### Material ###
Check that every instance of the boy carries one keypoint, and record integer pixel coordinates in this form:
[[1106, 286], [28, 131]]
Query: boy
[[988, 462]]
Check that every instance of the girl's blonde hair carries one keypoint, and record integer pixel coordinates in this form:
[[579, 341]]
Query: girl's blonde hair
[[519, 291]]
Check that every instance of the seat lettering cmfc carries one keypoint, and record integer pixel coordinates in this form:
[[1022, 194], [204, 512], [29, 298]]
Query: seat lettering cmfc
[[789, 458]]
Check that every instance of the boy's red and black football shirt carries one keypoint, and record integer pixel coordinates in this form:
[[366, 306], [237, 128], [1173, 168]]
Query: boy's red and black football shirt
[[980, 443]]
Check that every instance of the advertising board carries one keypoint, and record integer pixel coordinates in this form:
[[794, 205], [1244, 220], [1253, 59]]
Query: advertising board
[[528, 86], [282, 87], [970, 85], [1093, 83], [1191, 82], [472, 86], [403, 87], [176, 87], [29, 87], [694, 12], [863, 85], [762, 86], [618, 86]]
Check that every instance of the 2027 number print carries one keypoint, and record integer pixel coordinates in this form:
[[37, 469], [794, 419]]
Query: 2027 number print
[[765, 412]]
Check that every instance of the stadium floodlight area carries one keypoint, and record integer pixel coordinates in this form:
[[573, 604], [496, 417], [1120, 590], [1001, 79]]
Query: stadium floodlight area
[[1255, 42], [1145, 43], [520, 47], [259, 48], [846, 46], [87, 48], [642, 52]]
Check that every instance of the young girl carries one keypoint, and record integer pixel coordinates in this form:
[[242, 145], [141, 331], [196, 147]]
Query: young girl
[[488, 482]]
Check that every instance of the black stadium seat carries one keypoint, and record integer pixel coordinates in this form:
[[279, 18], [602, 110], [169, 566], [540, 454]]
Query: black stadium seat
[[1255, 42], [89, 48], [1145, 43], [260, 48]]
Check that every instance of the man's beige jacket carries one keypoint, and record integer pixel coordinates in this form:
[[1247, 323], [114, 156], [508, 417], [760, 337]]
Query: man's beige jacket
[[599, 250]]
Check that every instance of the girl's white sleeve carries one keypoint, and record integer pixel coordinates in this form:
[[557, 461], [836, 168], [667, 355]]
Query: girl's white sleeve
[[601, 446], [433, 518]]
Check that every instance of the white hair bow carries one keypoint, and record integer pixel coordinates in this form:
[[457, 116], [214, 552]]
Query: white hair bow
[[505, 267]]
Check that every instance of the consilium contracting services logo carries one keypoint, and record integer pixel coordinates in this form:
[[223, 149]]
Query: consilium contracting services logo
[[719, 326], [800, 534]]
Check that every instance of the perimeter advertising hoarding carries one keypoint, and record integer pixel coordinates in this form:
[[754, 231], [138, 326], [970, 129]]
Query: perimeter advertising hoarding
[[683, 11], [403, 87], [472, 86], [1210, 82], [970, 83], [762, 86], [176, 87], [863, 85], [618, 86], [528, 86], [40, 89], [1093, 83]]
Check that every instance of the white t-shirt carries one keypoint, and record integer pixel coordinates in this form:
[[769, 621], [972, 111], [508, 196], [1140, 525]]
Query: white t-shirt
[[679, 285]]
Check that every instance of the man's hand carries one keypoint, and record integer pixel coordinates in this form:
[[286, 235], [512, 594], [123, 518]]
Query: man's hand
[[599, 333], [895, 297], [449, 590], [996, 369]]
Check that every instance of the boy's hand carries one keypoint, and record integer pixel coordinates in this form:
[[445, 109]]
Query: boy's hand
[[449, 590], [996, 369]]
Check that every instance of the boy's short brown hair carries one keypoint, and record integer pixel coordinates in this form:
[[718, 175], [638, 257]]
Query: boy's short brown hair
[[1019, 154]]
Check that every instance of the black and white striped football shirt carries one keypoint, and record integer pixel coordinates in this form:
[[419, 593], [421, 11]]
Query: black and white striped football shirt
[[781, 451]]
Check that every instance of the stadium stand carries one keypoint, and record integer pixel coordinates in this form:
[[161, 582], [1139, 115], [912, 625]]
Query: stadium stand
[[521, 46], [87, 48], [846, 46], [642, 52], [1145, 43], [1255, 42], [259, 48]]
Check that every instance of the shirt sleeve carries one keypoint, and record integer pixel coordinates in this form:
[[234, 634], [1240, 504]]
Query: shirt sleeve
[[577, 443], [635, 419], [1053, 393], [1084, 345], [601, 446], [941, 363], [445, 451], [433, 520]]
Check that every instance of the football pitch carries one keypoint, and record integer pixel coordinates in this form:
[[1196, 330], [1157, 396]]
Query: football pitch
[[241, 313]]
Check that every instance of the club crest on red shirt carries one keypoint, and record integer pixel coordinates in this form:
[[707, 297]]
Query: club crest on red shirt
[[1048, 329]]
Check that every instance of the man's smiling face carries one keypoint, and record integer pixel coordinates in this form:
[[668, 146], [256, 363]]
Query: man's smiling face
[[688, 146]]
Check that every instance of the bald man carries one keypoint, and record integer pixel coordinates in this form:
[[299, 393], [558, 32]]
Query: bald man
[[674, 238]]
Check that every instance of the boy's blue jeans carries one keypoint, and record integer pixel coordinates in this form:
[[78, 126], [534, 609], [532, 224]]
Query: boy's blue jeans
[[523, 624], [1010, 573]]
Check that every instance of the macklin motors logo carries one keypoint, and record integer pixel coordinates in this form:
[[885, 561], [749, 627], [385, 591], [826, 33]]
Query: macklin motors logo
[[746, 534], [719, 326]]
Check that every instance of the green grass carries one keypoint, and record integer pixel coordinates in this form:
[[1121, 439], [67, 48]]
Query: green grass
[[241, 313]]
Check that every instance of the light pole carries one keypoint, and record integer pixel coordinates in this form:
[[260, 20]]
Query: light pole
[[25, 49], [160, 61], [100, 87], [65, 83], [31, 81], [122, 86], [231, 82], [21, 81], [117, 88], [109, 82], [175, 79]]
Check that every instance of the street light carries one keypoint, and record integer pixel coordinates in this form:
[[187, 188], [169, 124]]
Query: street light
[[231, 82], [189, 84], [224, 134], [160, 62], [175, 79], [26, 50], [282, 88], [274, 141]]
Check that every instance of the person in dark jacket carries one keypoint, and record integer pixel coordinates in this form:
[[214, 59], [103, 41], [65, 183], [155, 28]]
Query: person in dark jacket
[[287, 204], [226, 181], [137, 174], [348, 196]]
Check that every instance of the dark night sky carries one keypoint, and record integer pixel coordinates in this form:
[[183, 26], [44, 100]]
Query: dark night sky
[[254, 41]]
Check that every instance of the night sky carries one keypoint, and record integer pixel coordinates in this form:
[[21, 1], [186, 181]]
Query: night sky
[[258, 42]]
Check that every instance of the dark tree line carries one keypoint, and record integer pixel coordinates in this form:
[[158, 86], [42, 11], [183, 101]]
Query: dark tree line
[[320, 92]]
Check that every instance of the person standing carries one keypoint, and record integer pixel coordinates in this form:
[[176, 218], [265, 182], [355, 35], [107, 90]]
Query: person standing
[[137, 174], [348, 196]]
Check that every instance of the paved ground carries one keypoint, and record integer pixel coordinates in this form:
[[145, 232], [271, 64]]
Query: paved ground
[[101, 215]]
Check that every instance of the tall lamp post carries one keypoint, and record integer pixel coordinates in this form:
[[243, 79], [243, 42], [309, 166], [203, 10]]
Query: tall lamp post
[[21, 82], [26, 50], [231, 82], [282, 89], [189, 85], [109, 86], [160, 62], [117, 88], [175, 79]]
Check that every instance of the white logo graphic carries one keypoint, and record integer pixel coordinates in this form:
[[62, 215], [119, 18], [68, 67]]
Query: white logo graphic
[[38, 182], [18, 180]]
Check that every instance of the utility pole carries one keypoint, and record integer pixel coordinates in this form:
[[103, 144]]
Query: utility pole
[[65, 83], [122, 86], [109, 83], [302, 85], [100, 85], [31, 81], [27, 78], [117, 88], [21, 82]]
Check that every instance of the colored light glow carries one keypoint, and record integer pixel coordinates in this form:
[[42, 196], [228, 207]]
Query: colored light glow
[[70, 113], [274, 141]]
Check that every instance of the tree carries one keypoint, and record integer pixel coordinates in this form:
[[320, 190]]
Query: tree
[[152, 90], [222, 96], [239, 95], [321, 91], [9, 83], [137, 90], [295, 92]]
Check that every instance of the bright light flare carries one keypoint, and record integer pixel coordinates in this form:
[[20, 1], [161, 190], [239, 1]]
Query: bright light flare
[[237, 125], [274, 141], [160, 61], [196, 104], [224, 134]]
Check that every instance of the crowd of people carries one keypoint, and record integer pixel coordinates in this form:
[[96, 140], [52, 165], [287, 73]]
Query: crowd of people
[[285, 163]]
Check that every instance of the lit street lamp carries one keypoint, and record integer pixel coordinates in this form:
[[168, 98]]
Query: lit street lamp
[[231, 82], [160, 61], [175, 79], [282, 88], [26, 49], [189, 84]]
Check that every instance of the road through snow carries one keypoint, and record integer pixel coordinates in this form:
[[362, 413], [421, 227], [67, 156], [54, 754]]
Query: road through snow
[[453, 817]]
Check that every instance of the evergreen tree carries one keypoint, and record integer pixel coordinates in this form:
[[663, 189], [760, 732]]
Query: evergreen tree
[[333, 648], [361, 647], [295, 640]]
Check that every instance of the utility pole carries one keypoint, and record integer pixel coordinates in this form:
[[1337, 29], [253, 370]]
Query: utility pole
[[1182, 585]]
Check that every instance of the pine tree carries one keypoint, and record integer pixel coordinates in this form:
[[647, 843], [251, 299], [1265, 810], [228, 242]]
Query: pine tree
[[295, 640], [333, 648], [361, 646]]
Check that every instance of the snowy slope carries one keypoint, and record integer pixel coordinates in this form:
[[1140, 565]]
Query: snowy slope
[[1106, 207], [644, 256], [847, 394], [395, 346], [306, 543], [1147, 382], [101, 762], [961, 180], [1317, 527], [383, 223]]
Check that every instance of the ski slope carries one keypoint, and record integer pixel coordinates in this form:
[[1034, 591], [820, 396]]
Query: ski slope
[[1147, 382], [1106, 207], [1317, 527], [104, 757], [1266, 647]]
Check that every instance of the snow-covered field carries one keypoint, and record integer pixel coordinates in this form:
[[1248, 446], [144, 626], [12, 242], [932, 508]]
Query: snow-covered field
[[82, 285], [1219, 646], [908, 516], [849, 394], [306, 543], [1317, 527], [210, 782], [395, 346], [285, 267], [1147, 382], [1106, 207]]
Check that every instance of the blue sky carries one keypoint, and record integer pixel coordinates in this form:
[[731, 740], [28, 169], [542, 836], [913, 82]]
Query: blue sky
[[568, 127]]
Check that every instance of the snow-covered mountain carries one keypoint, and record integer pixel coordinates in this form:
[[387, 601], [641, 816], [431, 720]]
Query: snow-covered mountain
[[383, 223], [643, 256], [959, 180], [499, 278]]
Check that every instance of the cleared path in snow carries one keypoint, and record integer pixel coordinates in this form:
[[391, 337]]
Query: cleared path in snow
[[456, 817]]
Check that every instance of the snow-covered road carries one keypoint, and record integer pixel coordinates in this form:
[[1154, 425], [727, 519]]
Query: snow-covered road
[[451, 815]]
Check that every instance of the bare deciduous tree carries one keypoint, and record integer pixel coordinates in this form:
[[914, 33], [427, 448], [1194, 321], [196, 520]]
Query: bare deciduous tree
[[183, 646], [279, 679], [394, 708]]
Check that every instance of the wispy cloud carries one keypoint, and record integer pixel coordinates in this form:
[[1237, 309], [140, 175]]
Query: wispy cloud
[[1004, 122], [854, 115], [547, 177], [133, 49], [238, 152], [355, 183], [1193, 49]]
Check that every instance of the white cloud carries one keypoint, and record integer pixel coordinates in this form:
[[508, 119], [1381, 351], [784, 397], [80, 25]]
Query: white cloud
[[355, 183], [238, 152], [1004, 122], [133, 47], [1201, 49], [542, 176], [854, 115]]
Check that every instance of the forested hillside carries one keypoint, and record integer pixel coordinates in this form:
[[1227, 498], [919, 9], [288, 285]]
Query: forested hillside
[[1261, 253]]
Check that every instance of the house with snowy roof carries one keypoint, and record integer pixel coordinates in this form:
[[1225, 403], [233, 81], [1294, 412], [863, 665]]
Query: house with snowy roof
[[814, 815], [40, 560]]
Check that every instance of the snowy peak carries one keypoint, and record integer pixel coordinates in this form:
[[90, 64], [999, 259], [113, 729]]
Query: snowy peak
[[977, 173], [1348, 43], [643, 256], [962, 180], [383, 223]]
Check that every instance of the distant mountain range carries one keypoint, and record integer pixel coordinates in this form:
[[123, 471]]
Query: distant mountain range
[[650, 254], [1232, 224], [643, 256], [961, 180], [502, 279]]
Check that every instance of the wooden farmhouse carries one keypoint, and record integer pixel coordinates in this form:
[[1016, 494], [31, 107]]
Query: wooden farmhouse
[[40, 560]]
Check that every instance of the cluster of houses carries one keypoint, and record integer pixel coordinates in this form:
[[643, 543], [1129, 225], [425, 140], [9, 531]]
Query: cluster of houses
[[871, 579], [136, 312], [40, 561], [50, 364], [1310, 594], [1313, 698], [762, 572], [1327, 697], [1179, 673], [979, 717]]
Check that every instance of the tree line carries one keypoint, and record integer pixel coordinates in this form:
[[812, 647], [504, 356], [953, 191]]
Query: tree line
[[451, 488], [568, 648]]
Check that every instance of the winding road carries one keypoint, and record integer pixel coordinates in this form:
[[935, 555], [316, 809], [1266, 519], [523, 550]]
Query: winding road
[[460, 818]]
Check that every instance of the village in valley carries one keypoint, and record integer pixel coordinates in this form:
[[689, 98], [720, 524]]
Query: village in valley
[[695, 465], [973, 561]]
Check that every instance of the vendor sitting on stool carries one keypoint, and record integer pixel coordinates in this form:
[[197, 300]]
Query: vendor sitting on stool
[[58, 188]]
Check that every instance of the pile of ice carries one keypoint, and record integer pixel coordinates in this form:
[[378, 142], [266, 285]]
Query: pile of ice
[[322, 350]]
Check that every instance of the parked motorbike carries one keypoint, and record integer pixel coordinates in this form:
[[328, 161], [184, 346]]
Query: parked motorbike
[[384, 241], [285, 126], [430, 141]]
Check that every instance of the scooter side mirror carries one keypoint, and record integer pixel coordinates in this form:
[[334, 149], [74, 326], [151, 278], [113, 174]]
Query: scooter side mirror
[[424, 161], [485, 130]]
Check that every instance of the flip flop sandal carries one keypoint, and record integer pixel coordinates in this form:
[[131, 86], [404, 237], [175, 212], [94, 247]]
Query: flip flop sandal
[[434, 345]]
###
## Directions for this task:
Reproduce the data starting with the line that contains "Check that every instance of the night" and going on through the line that contains "[[320, 92]]", both included, and nothing else. Keep every request and format sample unchanged, but multiply each coordinate in the answers by 1.8 and round it to a whole number, with halves rounded up.

## Response below:
Check that every instance of the night sky carries one keypoint, and record integer pixel coordinates in this form:
[[21, 1], [186, 181]]
Query: night sky
[[464, 76]]
Check that every instance of the dark tree line carries one keypoint, and record integer pixel coordinates in this form:
[[158, 86], [42, 11], [183, 101]]
Query: dark tree line
[[576, 166]]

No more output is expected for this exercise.